- PROVIDED TEXT:
>>
Saturday 27th December 2025, 3:30pm
With Brighton safely tucked under the BRAPA belt, I decide that I have time to visit two more East Sussex pub ticks before heading back to King's Cross for my regulation ESB.
Newhaven isn't a town I've visited before, no need until now but I felt immediately at home due to the echoes of West Ayrshire, Bridlington and Whitley Bay in the winter. Angry skinhead seagulls, a stiff icy breeze, no one alive between the ages of 20-70, and ancient mobility scooter pissheads at the bus stop hacking up phlegm.
A first GBG appearance since 1993 and only a second in total (thanks Jim!), Bridge Inn, Newhaven (3213 / 6054) sounds like it has been shut a long time, but has been re-opened by Harvey's after what the Good Beer Guide calls a 'long and difficult' refurbishment. The stench of modernisation hits you, and you have to wonder how much pubbier (i.e. better) it was back in '93. There's more atmosphere on the moon, but the bored barmaid has just enough wits about her to understand my 'pint of Mother-in-law" order. Half Sussex Best, half Old Ale for you uninitiated. A dude called Bobby Mango taught me that. One thing you can't refurbish is the clientele who've been coming in for centuries. Driving them out hasn't worked! Totally at odds with the interior, two of the most pissed guys I've seen in a pub all year are staggering about the main bar. Shakey haircut and fags hanging from mouths. The friendly one keeps talking to me, but within seconds of me telling him where I'm from and why I'm here, he's forgotten and asks again. Happens three times. Most frustrating! The only other customer's are a Mum and a toddler just to add to the strangely disconcerting nature of this pub.
<<
- COLLECTED MATERIAL:
>>
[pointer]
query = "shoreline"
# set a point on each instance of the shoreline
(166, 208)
<<
From the Newhaven pub write-up, copy out the passage that begins at the words "Saturday 27th December" and stops after "my regulation ESB.".

Saturday 27th December 2025, 3:30pm
With Brighton safely tucked under the BRAPA belt, I decide that I have time to visit two more East Sussex pub ticks before heading back to King's Cross for my regulation ESB.